--- WRITTEN TASK ---
Copy each line below without leaving any out.
# # # # # # #
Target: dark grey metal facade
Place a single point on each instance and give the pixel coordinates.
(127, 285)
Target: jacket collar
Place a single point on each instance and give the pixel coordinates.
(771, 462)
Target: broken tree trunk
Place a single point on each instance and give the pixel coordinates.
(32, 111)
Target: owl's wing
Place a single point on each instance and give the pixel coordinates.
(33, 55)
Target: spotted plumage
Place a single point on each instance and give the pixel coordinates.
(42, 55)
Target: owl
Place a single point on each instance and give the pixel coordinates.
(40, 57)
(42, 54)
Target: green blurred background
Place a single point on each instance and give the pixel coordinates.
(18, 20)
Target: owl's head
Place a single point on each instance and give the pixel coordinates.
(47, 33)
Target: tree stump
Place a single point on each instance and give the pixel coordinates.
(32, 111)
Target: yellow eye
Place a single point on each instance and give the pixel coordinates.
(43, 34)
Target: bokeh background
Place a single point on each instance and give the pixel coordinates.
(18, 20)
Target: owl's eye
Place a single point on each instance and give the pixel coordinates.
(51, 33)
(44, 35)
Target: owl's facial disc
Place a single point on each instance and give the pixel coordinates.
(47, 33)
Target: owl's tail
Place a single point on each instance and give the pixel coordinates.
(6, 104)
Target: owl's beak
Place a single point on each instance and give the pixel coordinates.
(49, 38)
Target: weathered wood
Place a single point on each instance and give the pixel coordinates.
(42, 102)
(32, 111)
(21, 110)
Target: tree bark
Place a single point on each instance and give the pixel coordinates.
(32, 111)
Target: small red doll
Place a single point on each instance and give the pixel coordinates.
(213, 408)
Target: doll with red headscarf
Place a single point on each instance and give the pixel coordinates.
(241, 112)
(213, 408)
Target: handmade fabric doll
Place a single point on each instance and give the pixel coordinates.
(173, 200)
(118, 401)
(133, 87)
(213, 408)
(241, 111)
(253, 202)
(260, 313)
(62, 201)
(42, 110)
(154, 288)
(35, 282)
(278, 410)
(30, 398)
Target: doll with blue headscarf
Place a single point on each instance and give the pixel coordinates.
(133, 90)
# # # # # # #
--- FINISHED ANSWER ---
Target: dark grey metal facade
Place a single point on each instance and give the pixel coordinates.
(127, 285)
Target: jacket collar
Place a single point on each instance and give the pixel coordinates.
(771, 462)
Target: broken tree trunk
Place a single point on each instance and give the pixel coordinates.
(32, 111)
Target: owl's wing
Place a single point on each instance and give the pixel coordinates.
(33, 55)
Target: spotted plumage
Place a single point on each instance and give the pixel coordinates.
(42, 55)
Target: owl
Place a single point on each instance and give the pixel coordinates.
(40, 57)
(42, 54)
Target: green blurred background
Place a single point on each instance and give the pixel coordinates.
(18, 20)
Target: owl's head
Place a single point on each instance and give the pixel coordinates.
(47, 33)
Target: tree stump
Place a single point on each instance and give the pixel coordinates.
(32, 111)
Target: yellow eye
Place a single point on each instance and give the pixel coordinates.
(43, 34)
Target: bokeh background
Place a single point on each instance and give the pixel coordinates.
(18, 20)
Target: owl's eye
Place a single point on each instance and give the pixel coordinates.
(51, 33)
(44, 35)
Target: owl's facial disc
Place a single point on each instance and give the pixel coordinates.
(47, 33)
Target: owl's tail
Place a single point on each instance and give the pixel coordinates.
(6, 104)
Target: owl's beak
Place a single point on each instance and give the pixel coordinates.
(49, 38)
Target: weathered wood
Place a single point on each instance and give the pixel coordinates.
(42, 102)
(32, 111)
(21, 110)
Target: tree bark
Place a single point on each instance and give the pixel coordinates.
(32, 111)
Target: small red doll
Place a single point on each instance and give the pixel coordinates.
(213, 408)
Target: doll with red headscarf
Place a single point on each instance and give the pixel coordinates.
(241, 112)
(213, 408)
Target: handmade fabric doll
Place a single point on each instance and give the pixel coordinates.
(173, 200)
(118, 401)
(133, 87)
(213, 408)
(241, 111)
(253, 202)
(260, 313)
(62, 201)
(42, 110)
(154, 288)
(35, 282)
(278, 410)
(30, 398)
Target: doll with blue headscarf
Place a single point on each instance and give the pixel coordinates.
(133, 90)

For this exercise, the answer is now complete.